What you will do:
1. Pull out every line of the entries that contains the word "each", treating uppercase and lowercase as different.
2. Continue the blog post about the hymn "God Himself is Present" from its final sentence.

Supplied passage:
****
Saturday, October 31, 2015

"God Himself is Present" -- a postcolonial Lutheran chorale for Reformation Day 2015

Jumala on läsnä [God Himself is Present] by Narrow Way

Jumala on Läsnä #KatajainenKansa

"Otu li moipafi, yakalunga ketu..."

"God, reveal your presence: gladly we adore you..."

"Jumala on läsnä, Häntä rukoilkaamme..."

"Gott ist gegenwärtig, lasset uns anbeten..."

The hymn is by 17th- and early 18th-century German Reformed mystic Gerhard Tersteegen, sung to a chorale melody by Joachim Neander. [1] It is widely sung in both the Reformed (Calvinist) and Lutheran traditions, and it has been translated variously. I know it as "God Himself is Present" (LBW 249) from singing it at Atonement Lutheran Church (ELCA) in Springfield, and today I came across it in a post by the Rev. Marjaana Toiviainen of Helsinki on a Lutheran World Federations website.

When I went looking for the hymn on YouTube, I found the interpretations embedded above.

  • One is by Narrow Way, a gospel choir made up of African members of the Joensuu Evangelical Lutheran Congregation in Joensuu, a city in eastern Finland. [2]

  • The other is a very cool version by Katajainen Kansa, a Christian reggae band of Helsinki. [3]

For a 350-year-old song, "God Himself is Present" certainly gets around.

That's interesting in itself, for a guy who's up to his neck in a historical analyis of cultural hybridity and creolization in Swedish-American hymnals. Tersteegen hailed from a part of Germany where political and cultural boundaries were fluid in the 17th and 18th centuries, as were relations between the Reformed and Lutheran faith traditions of the day. His hymn spread widely in northern Europe, and I even found a variant melody called TYSK (the Swedish word for German) that attributes to "a chorale sung at Stockholm, 1718; Psalm und Choralbuch, 1719" -- a mystery to look into later when I get the time.

But Marjaana Toiviainen has concerns on her mind that are much more immediate.

A pastor in an inner-city mission in Helsinki and a doctoral candidate at Lund University in Sweden, she was inspired by hearing "God Himself is Present" as a delegate at LWF's "Global Perspectives and the Reformation" this month in Namibia. she wrote in an Oct. 29 post to the LWF's Faith in Action Worldwide weblog [3]:

The hymn resonated through my body and onto the walls of the church at Paulinum United Lutheran Theological Seminary [in Windhoek, the capital city of Namibia]. An impressive range of languages surrounded us and the Namibian sky echoed the words with the power of lightning and thunder. It was raining and we thanked God for that.
****
Stored rows:
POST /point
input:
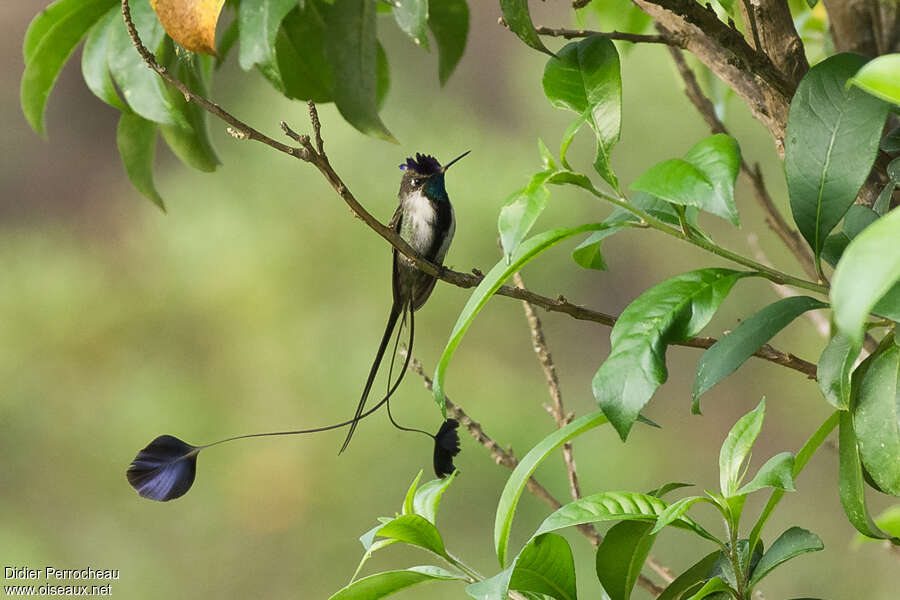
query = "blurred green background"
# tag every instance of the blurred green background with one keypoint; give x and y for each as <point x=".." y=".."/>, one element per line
<point x="257" y="303"/>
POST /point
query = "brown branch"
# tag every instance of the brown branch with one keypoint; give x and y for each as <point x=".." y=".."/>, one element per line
<point x="506" y="458"/>
<point x="556" y="409"/>
<point x="308" y="153"/>
<point x="774" y="220"/>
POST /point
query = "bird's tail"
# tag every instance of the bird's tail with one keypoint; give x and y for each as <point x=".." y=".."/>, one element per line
<point x="385" y="339"/>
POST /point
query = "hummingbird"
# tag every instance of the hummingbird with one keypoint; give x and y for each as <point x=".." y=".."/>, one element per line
<point x="424" y="219"/>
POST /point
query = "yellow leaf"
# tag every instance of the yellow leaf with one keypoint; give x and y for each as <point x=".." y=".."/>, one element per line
<point x="191" y="23"/>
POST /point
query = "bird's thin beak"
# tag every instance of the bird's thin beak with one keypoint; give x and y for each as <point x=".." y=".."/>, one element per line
<point x="447" y="166"/>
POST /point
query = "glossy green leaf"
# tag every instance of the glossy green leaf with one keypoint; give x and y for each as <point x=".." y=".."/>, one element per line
<point x="713" y="586"/>
<point x="300" y="69"/>
<point x="881" y="77"/>
<point x="671" y="311"/>
<point x="545" y="566"/>
<point x="678" y="509"/>
<point x="851" y="482"/>
<point x="876" y="420"/>
<point x="834" y="370"/>
<point x="502" y="271"/>
<point x="94" y="66"/>
<point x="428" y="497"/>
<point x="515" y="485"/>
<point x="258" y="25"/>
<point x="449" y="22"/>
<point x="703" y="179"/>
<point x="352" y="49"/>
<point x="869" y="268"/>
<point x="615" y="506"/>
<point x="143" y="90"/>
<point x="136" y="140"/>
<point x="585" y="78"/>
<point x="777" y="472"/>
<point x="52" y="37"/>
<point x="518" y="19"/>
<point x="736" y="448"/>
<point x="384" y="584"/>
<point x="410" y="496"/>
<point x="790" y="544"/>
<point x="832" y="140"/>
<point x="412" y="18"/>
<point x="621" y="556"/>
<point x="414" y="530"/>
<point x="520" y="212"/>
<point x="192" y="145"/>
<point x="692" y="577"/>
<point x="725" y="356"/>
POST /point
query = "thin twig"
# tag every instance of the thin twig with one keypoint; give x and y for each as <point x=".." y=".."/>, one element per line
<point x="308" y="153"/>
<point x="556" y="409"/>
<point x="506" y="458"/>
<point x="774" y="220"/>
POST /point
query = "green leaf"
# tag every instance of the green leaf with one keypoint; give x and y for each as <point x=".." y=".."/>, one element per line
<point x="515" y="485"/>
<point x="737" y="446"/>
<point x="384" y="584"/>
<point x="192" y="146"/>
<point x="585" y="78"/>
<point x="869" y="268"/>
<point x="703" y="179"/>
<point x="300" y="69"/>
<point x="136" y="139"/>
<point x="449" y="22"/>
<point x="416" y="531"/>
<point x="790" y="544"/>
<point x="502" y="271"/>
<point x="621" y="556"/>
<point x="520" y="212"/>
<point x="711" y="587"/>
<point x="669" y="312"/>
<point x="851" y="483"/>
<point x="777" y="472"/>
<point x="412" y="18"/>
<point x="876" y="420"/>
<point x="94" y="66"/>
<point x="881" y="77"/>
<point x="410" y="496"/>
<point x="518" y="19"/>
<point x="725" y="356"/>
<point x="832" y="140"/>
<point x="690" y="578"/>
<point x="428" y="497"/>
<point x="143" y="90"/>
<point x="258" y="25"/>
<point x="834" y="370"/>
<point x="352" y="49"/>
<point x="546" y="566"/>
<point x="678" y="509"/>
<point x="615" y="506"/>
<point x="50" y="40"/>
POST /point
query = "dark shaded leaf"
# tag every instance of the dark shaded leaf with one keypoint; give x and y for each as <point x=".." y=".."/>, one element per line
<point x="518" y="19"/>
<point x="671" y="311"/>
<point x="725" y="356"/>
<point x="50" y="40"/>
<point x="384" y="584"/>
<point x="790" y="544"/>
<point x="832" y="140"/>
<point x="621" y="555"/>
<point x="449" y="22"/>
<point x="165" y="469"/>
<point x="136" y="139"/>
<point x="352" y="49"/>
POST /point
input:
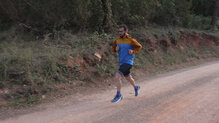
****
The responses:
1.
# tag every instance of the blurred green background with one keypoint; give x and y for each as <point x=".." y=".."/>, one element per line
# tag every instance of the brown branch with one keypoint; give x and y for each as <point x=".." y=".."/>, one element per line
# tag every instance of the bird's tail with one keypoint; give x and y for each as <point x=".." y=".."/>, one element per line
# tag every instance of the hummingbird with one keypoint; give x and y for each as <point x=".." y=".."/>, one element per line
# tag every instance of the yellow leaf with one keypoint; give x and y for each as <point x=".." y=".."/>, one element per line
# tag every instance of the bird's thin beak with one keypoint; give x and y for each as <point x=".." y=".."/>, one element per line
# tag every instance of the glossy green leaf with one keypoint; give x and y for each as <point x=".." y=".."/>, one element per line
# tag every instance of the thin twig with one keypoint; give x and y for each as <point x=".." y=".."/>, one element per line
# tag every instance of the green leaf with one keypoint; give x and y for each as <point x=".." y=".."/>, one element per line
# tag every instance of the dark shaded leaf with one keypoint; give x and y for each as <point x=".." y=".."/>, one element per line

2.
To Toiviainen, a lot of things came together in that moment -- the languages, the rain toward the end of the dry season in a drought-stricken nation that consists largely of desert, the community of church people "gathered together to reflect how to approach the Reformation anniversary in 2017." And what it means to live one's faith as a Lutheran -- a Christian, Jew, Muslim, Buddhist, Hindu or a follower of any other faith tradition in a broken, increasingly globalized world. She said:

In his sermon, Bishop emeritus Zephania Kameeta [of the Evangelical Lutheran Church of Nambia] reminded us what it is to be liberated by God's grace in that manner. Our faith lets us stand up in a healing community. But this faith does not only help us love and act, but also get lost and dirty. It forces us to take a cross and carry it. So we are not here to write or read theology. We are here to live theology, not hide it in the archives. Theology that is not afraid to be fragile and vulnerable. Theology that is lived, experienced and embodied.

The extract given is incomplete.